INFORMATION SHOWN:
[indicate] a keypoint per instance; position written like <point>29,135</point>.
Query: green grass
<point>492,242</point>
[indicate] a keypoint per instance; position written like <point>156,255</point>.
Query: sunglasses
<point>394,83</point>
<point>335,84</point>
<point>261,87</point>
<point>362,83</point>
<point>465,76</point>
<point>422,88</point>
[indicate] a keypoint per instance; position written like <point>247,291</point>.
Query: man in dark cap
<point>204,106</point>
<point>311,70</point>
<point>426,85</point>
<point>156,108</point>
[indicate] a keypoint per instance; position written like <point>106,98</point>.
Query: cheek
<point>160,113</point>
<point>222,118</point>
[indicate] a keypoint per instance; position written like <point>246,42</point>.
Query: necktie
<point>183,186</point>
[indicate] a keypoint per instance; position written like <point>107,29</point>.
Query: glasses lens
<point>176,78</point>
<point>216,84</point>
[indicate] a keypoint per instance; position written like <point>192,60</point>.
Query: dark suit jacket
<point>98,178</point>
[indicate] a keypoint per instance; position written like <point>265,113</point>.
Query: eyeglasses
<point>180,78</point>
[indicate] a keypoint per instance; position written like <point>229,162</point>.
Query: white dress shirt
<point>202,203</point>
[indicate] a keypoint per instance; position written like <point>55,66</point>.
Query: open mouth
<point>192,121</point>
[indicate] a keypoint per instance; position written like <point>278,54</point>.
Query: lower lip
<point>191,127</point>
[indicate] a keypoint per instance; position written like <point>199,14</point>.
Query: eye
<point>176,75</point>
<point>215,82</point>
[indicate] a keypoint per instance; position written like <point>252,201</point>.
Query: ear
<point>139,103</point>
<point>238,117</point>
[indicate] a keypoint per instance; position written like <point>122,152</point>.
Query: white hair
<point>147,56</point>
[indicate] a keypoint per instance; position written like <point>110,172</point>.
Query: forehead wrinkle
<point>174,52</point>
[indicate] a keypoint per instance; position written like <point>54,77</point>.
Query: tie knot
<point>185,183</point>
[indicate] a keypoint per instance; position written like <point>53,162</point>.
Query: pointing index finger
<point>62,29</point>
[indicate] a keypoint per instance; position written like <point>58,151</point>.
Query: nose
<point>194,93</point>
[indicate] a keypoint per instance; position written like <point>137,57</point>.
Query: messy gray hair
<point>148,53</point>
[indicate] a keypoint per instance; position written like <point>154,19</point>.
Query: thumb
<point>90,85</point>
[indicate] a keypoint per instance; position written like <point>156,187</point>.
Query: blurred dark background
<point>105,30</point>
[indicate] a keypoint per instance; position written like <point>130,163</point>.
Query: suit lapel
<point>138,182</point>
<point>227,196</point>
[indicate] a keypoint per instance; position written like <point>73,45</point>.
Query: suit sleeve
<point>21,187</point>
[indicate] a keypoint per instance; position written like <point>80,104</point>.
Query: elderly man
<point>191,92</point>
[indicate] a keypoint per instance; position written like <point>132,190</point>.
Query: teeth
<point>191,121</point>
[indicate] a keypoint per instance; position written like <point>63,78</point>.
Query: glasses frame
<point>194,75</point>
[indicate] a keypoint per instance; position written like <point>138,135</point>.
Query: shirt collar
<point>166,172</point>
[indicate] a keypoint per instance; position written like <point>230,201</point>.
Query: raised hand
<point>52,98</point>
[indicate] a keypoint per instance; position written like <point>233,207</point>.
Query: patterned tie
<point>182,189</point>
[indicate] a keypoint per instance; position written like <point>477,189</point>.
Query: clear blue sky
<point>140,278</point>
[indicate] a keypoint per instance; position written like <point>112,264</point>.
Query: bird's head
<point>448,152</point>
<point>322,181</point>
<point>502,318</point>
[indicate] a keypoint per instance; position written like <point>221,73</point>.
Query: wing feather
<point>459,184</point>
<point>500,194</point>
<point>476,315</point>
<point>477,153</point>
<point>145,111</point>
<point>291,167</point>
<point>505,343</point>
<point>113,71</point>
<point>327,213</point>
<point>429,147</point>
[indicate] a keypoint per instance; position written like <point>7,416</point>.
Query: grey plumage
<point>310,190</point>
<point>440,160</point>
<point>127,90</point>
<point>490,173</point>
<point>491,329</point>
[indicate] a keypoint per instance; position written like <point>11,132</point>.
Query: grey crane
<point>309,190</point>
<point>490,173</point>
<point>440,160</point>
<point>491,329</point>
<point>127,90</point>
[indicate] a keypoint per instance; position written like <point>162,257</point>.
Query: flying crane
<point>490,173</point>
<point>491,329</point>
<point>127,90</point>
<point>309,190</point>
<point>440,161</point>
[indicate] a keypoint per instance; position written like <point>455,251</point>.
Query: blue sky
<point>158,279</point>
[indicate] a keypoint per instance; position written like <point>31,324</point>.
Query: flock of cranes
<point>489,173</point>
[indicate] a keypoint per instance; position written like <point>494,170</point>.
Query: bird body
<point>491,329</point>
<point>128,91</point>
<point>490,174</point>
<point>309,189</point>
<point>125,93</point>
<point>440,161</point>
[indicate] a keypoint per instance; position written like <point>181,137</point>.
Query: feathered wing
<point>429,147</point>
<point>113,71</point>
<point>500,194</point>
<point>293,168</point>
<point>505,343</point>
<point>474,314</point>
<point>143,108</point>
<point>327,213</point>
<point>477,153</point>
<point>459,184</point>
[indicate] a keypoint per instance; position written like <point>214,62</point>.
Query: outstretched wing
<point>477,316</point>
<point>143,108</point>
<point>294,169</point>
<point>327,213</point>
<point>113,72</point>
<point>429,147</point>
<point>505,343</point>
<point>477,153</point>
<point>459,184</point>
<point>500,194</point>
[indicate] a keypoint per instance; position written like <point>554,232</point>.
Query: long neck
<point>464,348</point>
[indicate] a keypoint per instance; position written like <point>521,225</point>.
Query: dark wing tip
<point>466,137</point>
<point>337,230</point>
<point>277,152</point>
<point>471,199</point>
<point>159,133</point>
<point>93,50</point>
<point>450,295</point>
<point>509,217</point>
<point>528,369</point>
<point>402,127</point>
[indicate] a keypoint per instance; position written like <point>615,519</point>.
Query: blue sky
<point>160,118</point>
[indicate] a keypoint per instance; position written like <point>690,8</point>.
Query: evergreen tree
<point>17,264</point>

ASSIGNED TASK:
Beginning with the very first line of the material, please return exactly each line down to and including the one with "written like <point>156,255</point>.".

WRITTEN SOLUTION:
[indicate] a keypoint per instance; position written like <point>29,135</point>.
Query: green grass
<point>492,242</point>
[indicate] a keypoint per instance; position written like <point>156,255</point>.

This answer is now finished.